*Aufgaben:*
**a)** Wie viele Tiere riss laut dem Textabschnitt über den Wolfsradweg ein Wolfsrudel vor einer Woche in der Nähe?
**b)** Schreibe den Textabschnitt über den Wolfsradweg im selben Ton nach seinem letzten Satz weiter.

*Textabschnitt:*
Beim Steinbach zweigt der sogenannte Wolfsradweg ab - ein Thematischer Rad- und Wandwerweg, der westwärts über Boxberg nach Nochten führt und mittels Infotafeln die Wiederkehr des Wolfs beschönigt. Auf der hiesigen Infotafel blicke ich in die unschuldigen Äuglein eines Wolfes, der keinem Schäfchen etwas zu Leide tun könnte... Die Realität sieht allerdings etwas anders aus. Erst vor einer Woche riss ein Wolfsrudel unweit von hier, über 40 Schafe und Ziegen.
Die dünnbesiedelte (teils durch den Braunkohlebergbau unbewohnbar gemachte) Landschaft bot den von Natur aus menschenscheuen Wölfen, die in den letzten 10 Jahren aus den waldreicheren Tiefen Schlesiens und des Riesengebirges einwanderten, akzeptable Lebensräume. Die fragwürdige Willkommenskultur einiger Tierschützer gewöhnt den Wolf an die Gegenwart des Menschen - durch Füttern verliert das Raubtier seine Angst vor dem Menschen weiter, nicht aber seinen Jagdinstinkt. Obgleich der (erwachsene) Mensch nicht zum Beuteschema des Wolfs gehört, ist die Begegnung mit dem Raubtier um so gefährlicher, je mehr es an Menschen gewöhnt ist - die wohlfeilen Tipps der Wolfsfreunde, man möge sich im Falle einer Begegnung "groß machen", um dem Wolf sozusagen zu imponieren, ist für Kinder eine ziemlich vermessene Ansage.
Ich habe meine Zweifel, ob die Vorsitzende des Vereins Wolfsschutz Deutschland jemals allein in Lausitzer Wäldern unterwegs war... Wenn sie lediglich bedauert, dass eine Kindertagesstätte in Uhsmannsdorf bei Görlitz den angebotenen "Ersatz für die beiden Ziegen Lolek und Bolek"* ablehnt, die ein Wolf unlängst dort gerissen hat, und betont, dass ein "wolfssicherer" Zaun es auch getan hätte, zweifle ich - gelinde gesagt - auch am Realitätssinn der obersten Wolfsschützerin der Republik. Mir jedenfalls macht die Tatsache, dass angeblich menschenscheue Wölfe vereinzelt in ländliche Kindergärten vordringen, einiges Unbehagen. Um wieviel wahrscheinlicher ist es, dass die Begegnung auf einem der herrlich einsamen Radwege in Lausitzer Wäldern stattfindet?! Ich bin kein ängstlicher Mensch, aber im Laufe der Jahre doch ziemlich vorsichtig geworden - ich beobachte das Gehölz mit argwöhnischer Aufmerksamkeit - ich achte die Natur und die Gesetze des Waldes, ich respektiere Fuchs und Luchs und Wolf, aber ich lade sie nicht zu mir nachhause ein. Ich bin bestrebt, den Wald vor Einbruch der Dunkelheit verlassen zu haben - Mitte Oktober ist das schon lange vor dem Sandmännchen...

*Ausgelesene Zeilen:*
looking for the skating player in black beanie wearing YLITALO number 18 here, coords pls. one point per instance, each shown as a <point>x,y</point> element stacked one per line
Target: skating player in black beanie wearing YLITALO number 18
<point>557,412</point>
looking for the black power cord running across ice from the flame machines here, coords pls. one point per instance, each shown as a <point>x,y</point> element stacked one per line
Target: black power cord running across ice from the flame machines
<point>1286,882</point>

...

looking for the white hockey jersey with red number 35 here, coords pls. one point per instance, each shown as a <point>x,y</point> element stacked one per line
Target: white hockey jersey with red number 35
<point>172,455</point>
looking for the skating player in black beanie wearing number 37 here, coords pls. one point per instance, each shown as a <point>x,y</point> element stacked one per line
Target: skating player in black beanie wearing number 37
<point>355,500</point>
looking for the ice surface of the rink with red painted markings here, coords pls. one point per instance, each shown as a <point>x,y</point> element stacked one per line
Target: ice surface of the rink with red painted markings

...

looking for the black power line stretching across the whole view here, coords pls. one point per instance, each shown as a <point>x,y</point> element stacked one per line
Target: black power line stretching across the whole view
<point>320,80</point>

*Erwartete Ausgaben:*
**a)** Über 40 Schafe und Ziegen.

**b)**
Die Neiße-Schleife bei einem Dorf, das auf den missgünstigen Namen Ungunst hört, habe ich nunmehr in drei Jahreszeiten fotografiert - mir fehlt nur noch eine Winterfahrt hierher. Wie mag es sich wohl bei Schnee radeln lassen - auf drei Rädern?
Die am Radweg aufgestellten Grenzpfähle sind offenbar verlockende Klebeflächen für Botschaften unterschiedlichster Art. Ein Aufkleber fordert mit aller zeitgeistbesessenen Entschiedenheit: Rechtsterrorismus und rassistische Hetze stoppen! - Jemand lässt auf den abgerissenen Resten eines Klebers gleicher Provenienz die übrige Welt wissen, dass er oder sie Anna vermisst. Andere Autoren stellen Fragen, an denen früher oder später niemand vorbeikommt: Wieviel Wahrheit verträgst du? Wie hart kann man dir kommen?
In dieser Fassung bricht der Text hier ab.